§ **Document extract**:
# # # # #

There are a growing number of reasons to manufacture some if not all of your products in the USA, be it because of marketing, profitability, or a hedge against risk of poor delivery performance or quality. The USA is becoming much more in tune with implementing transformational lean and thus more attractive. In addition, industry experts are advising businesses to examine the potential savings of insourcing products that in the past were outsourced.



Insourcing typically follows two paths: 1) manufacturing new products locally, and 2) looking at products that were in the past outsourced where now it makes sense to rethink an earlier decision. While the financials are important, when looking at your supply chain, seriously consider flexibility and risk as significant drivers for success. Identify ways to reduce your longer supply chains into smaller more nimble supply chains. By doing so, you can enhance your ability to react more quickly with products that experience considerable volatility; this will also reduce uncontrollable risk or unforeseen problems like natural disasters or political upheaval. Another thing to consider, if the supply chain goes through several countries the risk of disruption goes up, the cost of “just in case” inventory goes up, freight costs go up, finger pointing when quality issues arise goes up, etc., all of which add ZERO value to the product.



Each product line within the Supply Chain must be evaluated individually to determine the best go forward strategy. Ideally the company should analyze where to locate manufacturing by using a real value options analysis to determine the value of being local and flexible.



Doing the math



To make a determination to insource (or outsource for that matter) you need to do some math before you move and make sure its “Lean Math.” Here are the items you need to include in your calculation:



* Start with the piece part cost for an item where you are currently making the product.



* Compare this with the piece part cost for the same item in the US.



* Subtract the cost of slow freight to get it from where you are currently making the product to your customer.



Please Note: at this point, you have now done the entire math that many purchasing departments seem to perform. This is what I would call “Mass Production Math”. To get to “Lean Math” you should subtract some additional costs to piece-part plus slow-freight cost to make the calculation more realistic:







* Identify the additional overhead costs to be allocated to production in the higher-wage location, when production in transferred. Consider the impact on the current products being produced in the US. This should reduce their overhead costs.



* Subtract the historic cost of the additional inventory of goods in transit over long distances from the low-wage location to the customer.



* Subtract the historic the cost of additional safety stocks to ensure uninterrupted supply.



* Subtract the historic cost of expensive expedited shipments. (You'll need to be careful here because the plan for the part in question typically assumes that there aren't any expediting costs, when a bit of casual empiricism will show that there always are.)



* Add the cost of warranty claims if the new facility or supplier has a long learning curve.



* Subtract the historic cost of engineer visits or resident engineers required to get the process right so the product is made to the correct specification with acceptable quality.



* Subtract the historic cost of senior executive visits to set up the operation or to straighten out relationships with managers and suppliers operating in a different business environment. (Note this may include all manner of payments and considerations, depending on local business practices.)



* Subtract the historic cost of out-of-stocks and lost sales caused by long lead times to obtain the part.



* Subtract the historic cost of remaindered goods or of scrapped stocks ordered to a long-range forecast and never actually needed.



* If you are using a contract manufacturer in the low-cost location, subtract the historic potential cost of your supplier soon becoming your competitor.

# # # # #

[Location identification items]
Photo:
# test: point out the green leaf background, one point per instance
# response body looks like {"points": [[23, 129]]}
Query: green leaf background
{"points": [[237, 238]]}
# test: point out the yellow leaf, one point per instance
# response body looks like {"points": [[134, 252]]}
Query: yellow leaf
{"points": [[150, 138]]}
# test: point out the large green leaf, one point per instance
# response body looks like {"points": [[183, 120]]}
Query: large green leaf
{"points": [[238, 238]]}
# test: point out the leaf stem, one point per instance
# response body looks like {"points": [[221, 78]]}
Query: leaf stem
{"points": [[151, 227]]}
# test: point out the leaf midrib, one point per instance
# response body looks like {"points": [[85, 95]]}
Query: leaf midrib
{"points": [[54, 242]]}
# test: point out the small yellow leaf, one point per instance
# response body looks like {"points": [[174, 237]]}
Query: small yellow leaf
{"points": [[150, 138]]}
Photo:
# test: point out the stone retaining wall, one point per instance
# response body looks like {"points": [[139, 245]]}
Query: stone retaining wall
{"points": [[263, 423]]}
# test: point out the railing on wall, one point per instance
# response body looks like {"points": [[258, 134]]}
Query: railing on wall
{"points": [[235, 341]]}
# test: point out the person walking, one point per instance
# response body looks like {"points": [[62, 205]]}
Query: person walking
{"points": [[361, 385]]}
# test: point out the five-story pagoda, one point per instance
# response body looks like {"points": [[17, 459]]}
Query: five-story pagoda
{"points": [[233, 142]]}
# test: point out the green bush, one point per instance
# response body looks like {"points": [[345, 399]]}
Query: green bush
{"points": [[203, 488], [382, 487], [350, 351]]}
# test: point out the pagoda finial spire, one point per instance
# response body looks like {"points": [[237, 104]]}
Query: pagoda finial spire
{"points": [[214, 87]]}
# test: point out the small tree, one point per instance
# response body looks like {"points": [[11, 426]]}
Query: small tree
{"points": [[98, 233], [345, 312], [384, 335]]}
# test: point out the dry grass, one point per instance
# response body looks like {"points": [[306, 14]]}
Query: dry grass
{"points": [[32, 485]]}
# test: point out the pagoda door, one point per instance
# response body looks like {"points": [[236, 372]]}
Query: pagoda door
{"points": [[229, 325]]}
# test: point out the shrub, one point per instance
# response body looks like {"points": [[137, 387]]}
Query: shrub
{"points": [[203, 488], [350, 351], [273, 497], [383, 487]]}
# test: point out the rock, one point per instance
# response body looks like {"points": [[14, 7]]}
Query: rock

# # # # #

§ **Set tasks**:
(1) In the insourcing article, what does the writer call the calculation that many purchasing departments seem to perform?
(2) Continue the insourcing article from the point after its final bullet point.

§ **Responses per task**:
(1) "Mass Production Math."

(2)
Almost all of these “costs” need to be considered when doing productivity improvement justifications. A caution… by themselves, individually, it is almost always impossible to cost justify doing the improvements; sometimes you must just take a leap of faith.



This is becoming quite a list and please note that these costs are hardly ever visible to the people in senior management or purchasing who relocate production of an item in a low-wage country based simply on piece-part price plus slow freight.





However, lean math requires adding three more costs to be complete:



* Currency risks, which can strike quite suddenly when the currency of either the supplying or receiving country shifts.



* Country risks, which can also emerge very suddenly when the shipping country encounters political instabilities or when there is a political reaction in the receiving country as trade deficits and unemployment emerge as political issues.



* Connectivity costs of many sorts in managing product hand-offs and information flows in highly complex supply chains across long distances in countries with different business practices.







Granted, these latter costs are harder to estimate but are sometimes very large. The only thing a manager can know for sure is that they are very low if products are sourced close to the customer rather than across the globe.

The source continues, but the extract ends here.